To do>
Give back exactly the lines spanning from the one containing "Task: Indicate the metal bar" to the final line of the records below, and no others.

[[ Material provided open ]]

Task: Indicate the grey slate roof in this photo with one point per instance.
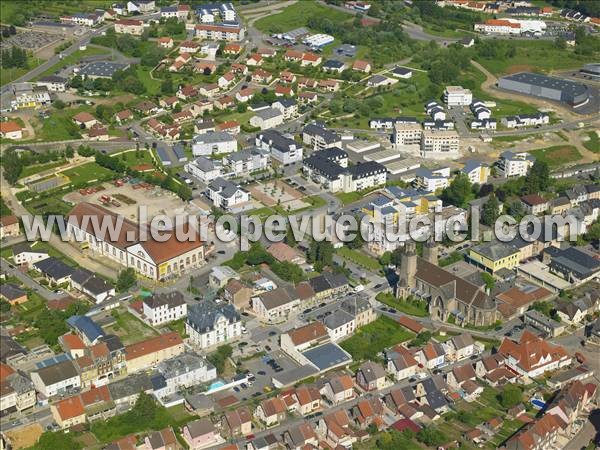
(225, 187)
(202, 316)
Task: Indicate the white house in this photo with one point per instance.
(513, 164)
(211, 324)
(205, 169)
(267, 118)
(432, 180)
(226, 194)
(213, 143)
(164, 307)
(283, 149)
(24, 255)
(184, 371)
(457, 96)
(56, 379)
(247, 161)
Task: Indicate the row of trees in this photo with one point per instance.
(14, 57)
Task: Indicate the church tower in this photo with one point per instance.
(408, 270)
(430, 252)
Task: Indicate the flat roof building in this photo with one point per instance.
(551, 88)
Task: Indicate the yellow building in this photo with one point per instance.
(495, 255)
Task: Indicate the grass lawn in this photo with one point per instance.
(130, 158)
(8, 75)
(371, 339)
(89, 172)
(152, 86)
(74, 58)
(129, 328)
(593, 144)
(37, 168)
(416, 308)
(297, 15)
(360, 258)
(59, 126)
(535, 56)
(557, 155)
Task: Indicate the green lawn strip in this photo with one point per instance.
(87, 173)
(418, 308)
(593, 145)
(360, 258)
(557, 155)
(371, 339)
(133, 158)
(37, 168)
(73, 59)
(535, 56)
(10, 74)
(298, 15)
(129, 328)
(45, 246)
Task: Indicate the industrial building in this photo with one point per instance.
(551, 88)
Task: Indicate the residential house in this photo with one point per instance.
(201, 433)
(68, 412)
(282, 148)
(56, 379)
(150, 352)
(338, 389)
(209, 324)
(401, 363)
(371, 376)
(276, 305)
(164, 307)
(237, 422)
(271, 411)
(532, 356)
(227, 195)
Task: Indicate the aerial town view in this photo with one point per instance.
(300, 224)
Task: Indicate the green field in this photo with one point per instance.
(129, 328)
(412, 308)
(297, 15)
(371, 339)
(130, 158)
(88, 172)
(593, 144)
(37, 168)
(74, 58)
(535, 56)
(360, 258)
(557, 155)
(8, 75)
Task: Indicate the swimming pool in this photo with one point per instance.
(538, 404)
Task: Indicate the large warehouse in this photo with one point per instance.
(551, 88)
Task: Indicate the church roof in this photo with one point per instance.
(461, 289)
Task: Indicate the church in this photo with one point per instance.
(448, 295)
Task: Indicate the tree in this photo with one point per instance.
(166, 87)
(510, 396)
(459, 192)
(490, 211)
(489, 280)
(126, 279)
(538, 178)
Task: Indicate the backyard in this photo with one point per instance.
(360, 258)
(557, 155)
(297, 15)
(129, 328)
(535, 56)
(371, 339)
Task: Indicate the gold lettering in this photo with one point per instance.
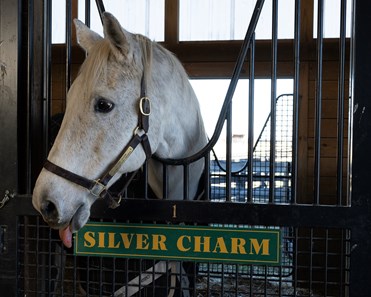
(101, 240)
(238, 245)
(180, 243)
(111, 241)
(220, 246)
(205, 243)
(158, 241)
(126, 239)
(142, 241)
(89, 240)
(255, 246)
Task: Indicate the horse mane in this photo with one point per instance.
(95, 64)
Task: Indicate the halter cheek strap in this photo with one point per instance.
(98, 187)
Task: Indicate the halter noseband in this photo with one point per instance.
(98, 187)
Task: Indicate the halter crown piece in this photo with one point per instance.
(98, 187)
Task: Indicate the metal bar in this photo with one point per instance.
(228, 154)
(295, 134)
(272, 153)
(47, 73)
(68, 44)
(206, 212)
(165, 181)
(360, 163)
(185, 182)
(87, 13)
(30, 86)
(100, 8)
(250, 163)
(318, 107)
(145, 175)
(207, 185)
(341, 98)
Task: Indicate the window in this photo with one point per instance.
(229, 19)
(211, 94)
(331, 18)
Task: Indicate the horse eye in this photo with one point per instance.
(103, 105)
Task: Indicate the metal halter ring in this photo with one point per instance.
(142, 110)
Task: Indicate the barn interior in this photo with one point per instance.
(289, 153)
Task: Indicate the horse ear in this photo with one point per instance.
(86, 38)
(119, 37)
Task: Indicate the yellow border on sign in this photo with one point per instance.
(185, 227)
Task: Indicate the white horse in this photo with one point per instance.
(124, 79)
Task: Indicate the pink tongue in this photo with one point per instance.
(66, 236)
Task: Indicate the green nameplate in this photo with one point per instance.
(179, 242)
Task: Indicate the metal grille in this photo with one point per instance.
(317, 267)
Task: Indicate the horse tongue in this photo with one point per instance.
(66, 236)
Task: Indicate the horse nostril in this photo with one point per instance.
(49, 210)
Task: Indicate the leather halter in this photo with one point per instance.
(98, 187)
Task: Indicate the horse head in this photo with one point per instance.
(106, 103)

[[ Material provided closed ]]

Final answer>
Task: Indicate the metal bar in this photo with one point per instance.
(228, 154)
(295, 134)
(272, 153)
(47, 73)
(68, 44)
(206, 212)
(165, 181)
(360, 163)
(185, 182)
(87, 13)
(30, 86)
(100, 8)
(250, 163)
(318, 107)
(145, 175)
(207, 185)
(341, 98)
Task: Indicate the window in this photo with one point per instance.
(229, 19)
(211, 94)
(331, 18)
Task: Indicate the horse eye in this photo with one point per instance.
(103, 105)
Task: Indicate the metal halter ring in this photo with one point per instance.
(142, 110)
Task: Indicate the barn interior in this photo with one point per instance.
(289, 153)
Task: Indicate the horse ear in this photo with one point per instance.
(86, 38)
(119, 37)
Task: Indicate the yellow border on sign in this photo with one point per instance.
(185, 227)
Task: Indicate the white horse in this photo with one point per instance.
(124, 79)
Task: Indicate the pink tongue in this photo with one point per instance.
(66, 236)
Task: Indicate the green nameplate in this photo with one point per instance.
(179, 242)
Task: Indicate the metal grille in this photo with one point per instance.
(317, 267)
Task: Indicate the horse tongue in this photo with one point per instance.
(66, 236)
Task: Indicate the horse nostril in this photo with one point per instance.
(49, 210)
Task: Indicate the leather halter in this photo with one point per instance.
(98, 187)
Task: Indicate the horse head in this photo with one point per instance.
(106, 103)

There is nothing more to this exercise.